What you should do - Reproduce the oak burl thread starting at "But I just had" and ending at "that stabilization gear.", but change "small piece" to "thin slice".

Page text -
-.-.-

# Oak Burl



## tdsmart (Sep 9, 2013)

Across the road from me is a small wooded area with a stream running through it.  About in the center of the stand of trees is an oak with a large burl at the base.  Every day I drove by and lusted after it.  Normally I wouldn't say that but I think the folks here would understand.  

Late spring it came down, victim of a strong wind and the hollow burl.  I asked the land owner if I could cut it up and his response was "knock yourself out".  Finally got to it this weekend and filled a pallet with future pen and bowl blanks.

But I just had to take a small piece and open it up to see what was inside.  Now a bit more waiting while it dries.  Finally, an excuse to invest in that stabilization gear.


----------



## Marc (Sep 9, 2013)

I have some Oak Burl and have recently tried stabilizing it.  It looks awesome and turns nice.  My bet?  You will like the results.


----------



## D.Oliver (Sep 9, 2013)

Oh that's going to make some nice turnings. Some guys just have all the luck.....:good:


----------



## turncrazy43 (Sep 9, 2013)

-.-.-

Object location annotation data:
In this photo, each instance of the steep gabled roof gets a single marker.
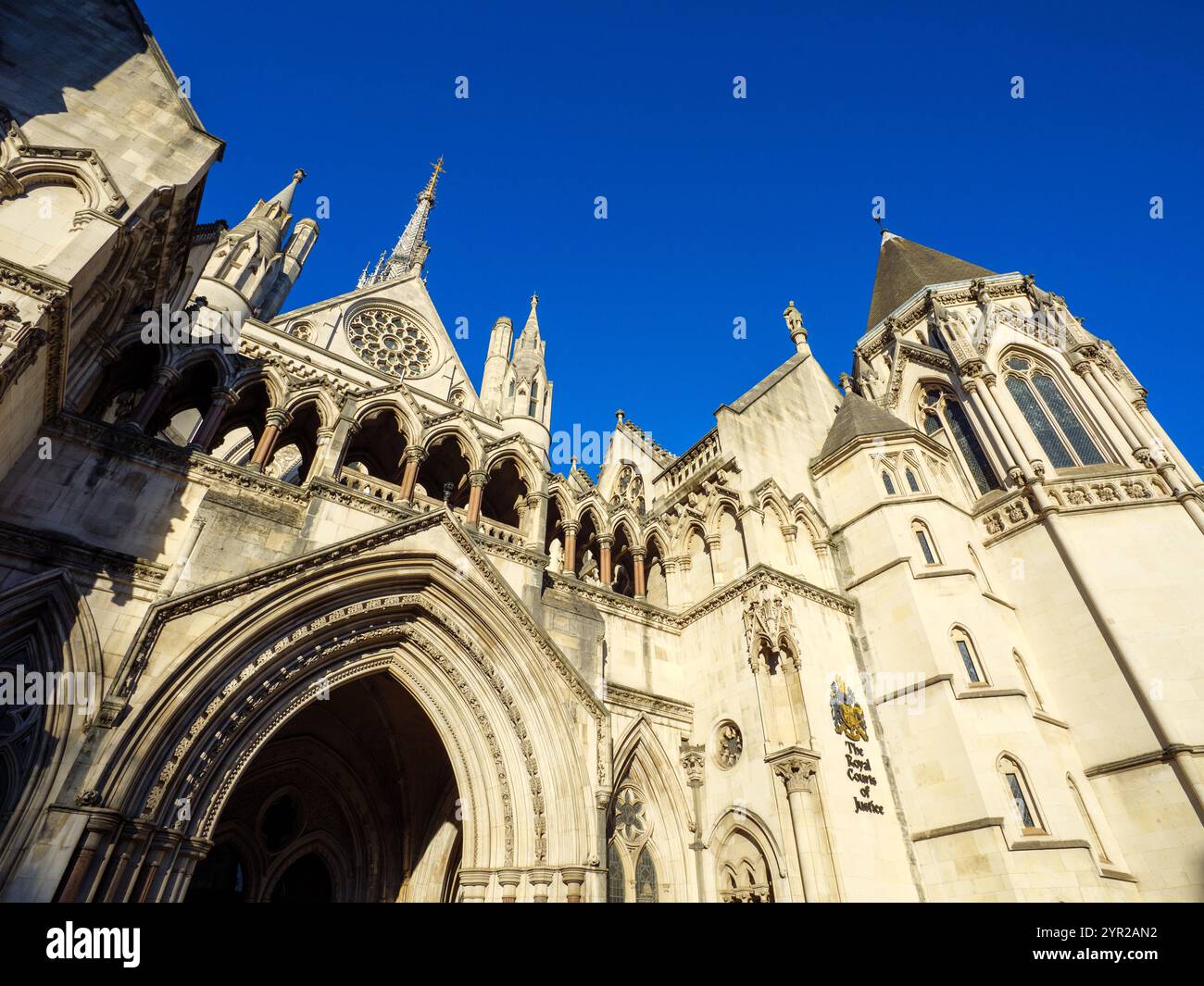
(904, 268)
(858, 418)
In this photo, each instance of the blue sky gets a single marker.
(719, 208)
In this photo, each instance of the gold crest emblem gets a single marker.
(847, 717)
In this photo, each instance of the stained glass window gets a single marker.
(615, 878)
(968, 660)
(646, 878)
(1039, 423)
(1067, 420)
(1018, 796)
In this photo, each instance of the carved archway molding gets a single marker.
(53, 619)
(204, 750)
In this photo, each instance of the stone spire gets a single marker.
(531, 330)
(269, 219)
(412, 247)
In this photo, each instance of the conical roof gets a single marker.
(858, 418)
(906, 268)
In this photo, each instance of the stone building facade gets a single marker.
(337, 628)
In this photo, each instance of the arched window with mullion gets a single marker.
(615, 876)
(1059, 430)
(940, 412)
(646, 878)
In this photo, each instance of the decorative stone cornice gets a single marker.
(796, 768)
(694, 762)
(648, 702)
(56, 550)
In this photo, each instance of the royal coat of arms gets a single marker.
(847, 717)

-.-.-

Solution to this task -
But I just had to take a thin slice and open it up to see what was inside.  Now a bit more waiting while it dries.  Finally, an excuse to invest in that stabilization gear.